DOCUMENT PASSAGE:

^^^^^^^^

# Query About Jhatka Meat By Shooting In Head



## Ishna (Aug 25, 2011)

Gurfatehji

The Pizza thread got me thinking... I recently watched a program here on TV (gee I watch a lot of TV...) where they get lots of people with different opinions and have a guided discussion about a topic.  The topic was about meat eating in Australia and we heard the POV from the animal protection people, the vegans, the meat-eating chefs, the one who don't care, and my personal favourite, the "vegetarian" who would eat only kangaroo meat.

When talking about jhatka, does it mean only eating the flesh of an animal who has had it's head cut off in one fell chop, or does it (logically) extend to other quick and least-painful methods of slaughter?

For instance:  the kangaroo-meat only argument is based on the reasoning that kangaroo slaughter in Australia is when licensed kangaroo shooters get in a ute, drive around properties (usually farming properties for other purposese as kangaroos are not actively farmed in Australia as far as I know), and shoot kangaroos in the head.  The shooters are trained to shoot the kangaroo in the head causing instant death and they have to be highly accurate to get a license.

So the kangaroo is hopping around a paddock eating grass, and without even knowing it cops a bullet to the brain and is dead.  It has never known human interference with its life and is killed quickly and we hope painlessly.

The Akal Takht has said Amritdhari Sikhs can only eat jhatka meat, but is the definition of jhatka stricly that which has had it's head cut off?  Is a bullet to the brain good enough, as in the kangaroo argument above?

I don't see any logical reason not to eat the kangaroo meat (if I was so inclined to eat it).

This isn't about eating meat or not eating meat, but the method of slaughter, please.

Apologies if this post is inappropriate.

Thanks
Ish


----------



## kds1980 (Aug 25, 2011)

*Re: Query about jhatka meat*

http://www.sikhphilosophy.net/hard-talk/30188-jhatka-with-gun.html

Here is the above thread in which sikhs were shown doing Jhatka with gun,though the video is no longer available but in One Sikh puratan granth                                                    Jhatka with Gun was written as acceptable


----------



## Ishna (Aug 25, 2011)

*Re: Query about jhatka meat*

Thank you Kds Ji.


----------



## Searching (Aug 26, 2011)

Ishna ji
If I am not not wrong Sikhs are instructed not to eat " Kuttha" or meat slaughtered in Muslim way ( ritualistic slaughter).
Jhatka is just another form of slaughter which is not ritualistic.
In my view any form of slaughtering which is not ritualistic is allowed.

Hope someone more knowledgeable pcomments here and can guide us.


----------



## Scarlet Pimpernel (Aug 26, 2011)

Ishna Ji

When you know what hunger feels like,you will eat first and ask questions later.Most of us if left hungry for ten days will eat Halal or even each other!

^^^^^^^^

WRITTEN EXERCISE 1:
Answer these questions using the forum thread on jhatka meat:
(a) What must licensed kangaroo shooters be in order to get a license?
(b) In what kind of source was jhatka with a gun written as acceptable?
(c) What meat does the reply from Searching say Sikhs are instructed not to eat?
The forum thread and the records that come after it are unrelated and should be treated as separate material.

[A run of records]
^^^^^^^^

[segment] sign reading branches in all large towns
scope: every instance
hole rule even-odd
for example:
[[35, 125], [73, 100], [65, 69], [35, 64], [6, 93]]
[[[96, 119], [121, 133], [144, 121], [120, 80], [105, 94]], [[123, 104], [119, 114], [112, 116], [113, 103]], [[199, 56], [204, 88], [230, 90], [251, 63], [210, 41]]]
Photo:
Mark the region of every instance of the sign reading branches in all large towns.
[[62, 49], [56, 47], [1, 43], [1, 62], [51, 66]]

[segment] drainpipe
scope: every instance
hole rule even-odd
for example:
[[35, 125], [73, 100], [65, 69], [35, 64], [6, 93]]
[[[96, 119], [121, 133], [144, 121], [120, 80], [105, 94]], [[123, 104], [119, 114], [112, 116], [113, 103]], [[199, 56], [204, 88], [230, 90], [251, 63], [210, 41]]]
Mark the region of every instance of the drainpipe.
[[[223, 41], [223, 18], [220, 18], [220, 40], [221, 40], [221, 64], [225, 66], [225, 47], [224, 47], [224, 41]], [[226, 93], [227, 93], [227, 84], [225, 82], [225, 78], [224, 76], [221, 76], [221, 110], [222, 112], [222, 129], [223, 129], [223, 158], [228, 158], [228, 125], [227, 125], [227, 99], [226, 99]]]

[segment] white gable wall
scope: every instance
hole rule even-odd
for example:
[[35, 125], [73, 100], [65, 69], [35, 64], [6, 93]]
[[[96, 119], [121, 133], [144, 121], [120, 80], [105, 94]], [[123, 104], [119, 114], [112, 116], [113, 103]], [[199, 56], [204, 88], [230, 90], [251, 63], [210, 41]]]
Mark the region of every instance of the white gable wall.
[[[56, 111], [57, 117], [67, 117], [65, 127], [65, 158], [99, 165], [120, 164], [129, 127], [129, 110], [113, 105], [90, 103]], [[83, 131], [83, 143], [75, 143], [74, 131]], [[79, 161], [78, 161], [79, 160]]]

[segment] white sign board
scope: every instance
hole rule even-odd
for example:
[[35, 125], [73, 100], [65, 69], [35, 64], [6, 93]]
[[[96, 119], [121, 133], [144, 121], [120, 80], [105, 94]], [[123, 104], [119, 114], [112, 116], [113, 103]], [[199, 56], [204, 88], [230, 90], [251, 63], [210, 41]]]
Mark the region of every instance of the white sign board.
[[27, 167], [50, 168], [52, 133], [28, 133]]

^^^^^^^^

WRITTEN EXERCISE 2: Repeat the records word for word, starting at their first line and ending at the line that contains "99], [226, 99]]]", with both of those lines included.

EXERCISE SOLUTION 1:
(a) Highly accurate.
(b) One Sikh puratan granth.
(c) "Kuttha," meaning meat slaughtered in the Muslim way (ritualistic slaughter).

EXERCISE SOLUTION 2:
[segment] sign reading branches in all large towns
scope: every instance
hole rule even-odd
for example:
[[35, 125], [73, 100], [65, 69], [35, 64], [6, 93]]
[[[96, 119], [121, 133], [144, 121], [120, 80], [105, 94]], [[123, 104], [119, 114], [112, 116], [113, 103]], [[199, 56], [204, 88], [230, 90], [251, 63], [210, 41]]]
Photo:
Mark the region of every instance of the sign reading branches in all large towns.
[[62, 49], [56, 47], [1, 43], [1, 62], [51, 66]]

[segment] drainpipe
scope: every instance
hole rule even-odd
for example:
[[35, 125], [73, 100], [65, 69], [35, 64], [6, 93]]
[[[96, 119], [121, 133], [144, 121], [120, 80], [105, 94]], [[123, 104], [119, 114], [112, 116], [113, 103]], [[199, 56], [204, 88], [230, 90], [251, 63], [210, 41]]]
Mark the region of every instance of the drainpipe.
[[[223, 41], [223, 18], [220, 18], [220, 40], [221, 40], [221, 64], [225, 66], [225, 47], [224, 47], [224, 41]], [[226, 93], [227, 93], [227, 84], [225, 82], [225, 78], [224, 76], [221, 76], [221, 110], [222, 112], [222, 129], [223, 129], [223, 158], [228, 158], [228, 125], [227, 125], [227, 99], [226, 99]]]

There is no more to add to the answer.